> _Data provided_
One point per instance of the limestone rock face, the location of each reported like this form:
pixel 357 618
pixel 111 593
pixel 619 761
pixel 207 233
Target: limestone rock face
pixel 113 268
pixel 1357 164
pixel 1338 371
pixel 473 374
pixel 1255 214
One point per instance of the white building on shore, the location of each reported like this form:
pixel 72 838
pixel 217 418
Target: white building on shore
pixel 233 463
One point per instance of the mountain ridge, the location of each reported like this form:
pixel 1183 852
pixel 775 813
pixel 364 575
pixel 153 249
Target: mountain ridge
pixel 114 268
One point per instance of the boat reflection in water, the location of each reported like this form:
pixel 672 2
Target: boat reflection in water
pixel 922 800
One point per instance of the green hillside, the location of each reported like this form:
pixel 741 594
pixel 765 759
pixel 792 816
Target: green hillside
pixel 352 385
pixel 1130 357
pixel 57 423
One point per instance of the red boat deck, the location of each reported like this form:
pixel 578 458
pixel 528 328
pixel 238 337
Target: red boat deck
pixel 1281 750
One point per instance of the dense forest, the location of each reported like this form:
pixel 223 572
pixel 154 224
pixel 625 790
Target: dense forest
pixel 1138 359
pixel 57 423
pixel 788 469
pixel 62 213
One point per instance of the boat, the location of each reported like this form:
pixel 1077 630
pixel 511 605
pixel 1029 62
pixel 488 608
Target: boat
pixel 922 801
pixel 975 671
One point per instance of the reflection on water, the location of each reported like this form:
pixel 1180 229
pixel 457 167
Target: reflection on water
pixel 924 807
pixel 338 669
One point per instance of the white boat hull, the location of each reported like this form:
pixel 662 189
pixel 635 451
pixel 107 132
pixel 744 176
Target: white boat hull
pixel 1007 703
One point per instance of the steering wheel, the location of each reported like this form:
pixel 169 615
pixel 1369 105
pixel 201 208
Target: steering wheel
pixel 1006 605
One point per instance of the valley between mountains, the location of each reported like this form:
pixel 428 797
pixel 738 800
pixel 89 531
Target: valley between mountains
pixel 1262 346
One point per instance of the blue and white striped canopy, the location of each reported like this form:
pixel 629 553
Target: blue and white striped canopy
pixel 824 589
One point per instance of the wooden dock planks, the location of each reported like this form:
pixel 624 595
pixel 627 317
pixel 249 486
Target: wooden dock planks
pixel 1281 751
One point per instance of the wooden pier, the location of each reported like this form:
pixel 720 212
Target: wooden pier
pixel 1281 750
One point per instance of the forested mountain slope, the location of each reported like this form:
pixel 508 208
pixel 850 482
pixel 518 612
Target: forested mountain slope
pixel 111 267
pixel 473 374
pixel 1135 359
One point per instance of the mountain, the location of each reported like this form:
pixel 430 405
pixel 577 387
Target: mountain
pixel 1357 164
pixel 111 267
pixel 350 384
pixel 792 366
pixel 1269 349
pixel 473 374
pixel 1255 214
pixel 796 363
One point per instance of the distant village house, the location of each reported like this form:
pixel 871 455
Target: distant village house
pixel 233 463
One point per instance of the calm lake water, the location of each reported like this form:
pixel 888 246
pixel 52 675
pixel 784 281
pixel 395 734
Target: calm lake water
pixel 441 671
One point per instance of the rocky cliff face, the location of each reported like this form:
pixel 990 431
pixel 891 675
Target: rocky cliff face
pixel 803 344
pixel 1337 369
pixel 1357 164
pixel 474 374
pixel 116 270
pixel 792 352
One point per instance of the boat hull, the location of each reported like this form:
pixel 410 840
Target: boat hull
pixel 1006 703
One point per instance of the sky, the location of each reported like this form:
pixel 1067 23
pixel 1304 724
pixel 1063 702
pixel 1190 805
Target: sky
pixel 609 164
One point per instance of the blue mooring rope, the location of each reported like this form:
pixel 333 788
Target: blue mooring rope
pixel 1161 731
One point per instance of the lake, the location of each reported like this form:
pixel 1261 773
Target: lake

> _What you should do_
Copy exactly, word for word, the line with "One point per instance of the blue and" through the final line of the listing.

> _Exercise output_
One point per instance of the blue and white striped canopy, the location of each reported like this form:
pixel 629 553
Target: blue and white striped canopy
pixel 824 589
One point per instance of the wooden dock planks, the location of each reported like this form:
pixel 624 595
pixel 627 317
pixel 249 486
Target: wooden dock planks
pixel 1281 751
One point per instance of the wooden pier, the location of each reported like this form:
pixel 720 212
Target: wooden pier
pixel 1281 750
One point per instance of the forested mountain slope, the location of each reported like this form:
pixel 508 208
pixel 850 482
pixel 518 612
Target: forested mountain slope
pixel 111 267
pixel 473 374
pixel 1135 359
One point per instance of the mountain, the location of each reported like this form:
pixel 430 405
pixel 577 387
Target: mountain
pixel 1357 164
pixel 111 267
pixel 350 384
pixel 792 366
pixel 1269 349
pixel 473 374
pixel 1255 214
pixel 796 363
One point per instance of the distant village house, the location of each reported like this form:
pixel 871 455
Target: distant village house
pixel 233 463
One point per instance of the calm lake water, the location of each reported like this form:
pixel 888 246
pixel 52 675
pixel 784 281
pixel 395 734
Target: calm lake water
pixel 441 671
One point per instance of the rocky cliff face, the location of each reported like this form:
pixel 990 431
pixel 891 675
Target: rocky cliff face
pixel 803 344
pixel 1337 369
pixel 1357 164
pixel 474 374
pixel 116 270
pixel 792 352
One point per instance of the boat hull, the location of each reported like this form:
pixel 410 840
Target: boat hull
pixel 1006 703
One point per instance of the sky, the location of each reported like this form:
pixel 1067 23
pixel 1304 724
pixel 1063 702
pixel 1190 805
Target: sky
pixel 609 164
One point per instance of the blue mooring rope, the location of each reported like this form:
pixel 333 788
Target: blue mooring rope
pixel 1161 731
One point per instance of the lake, the location of each reported like this form:
pixel 1261 773
Target: lake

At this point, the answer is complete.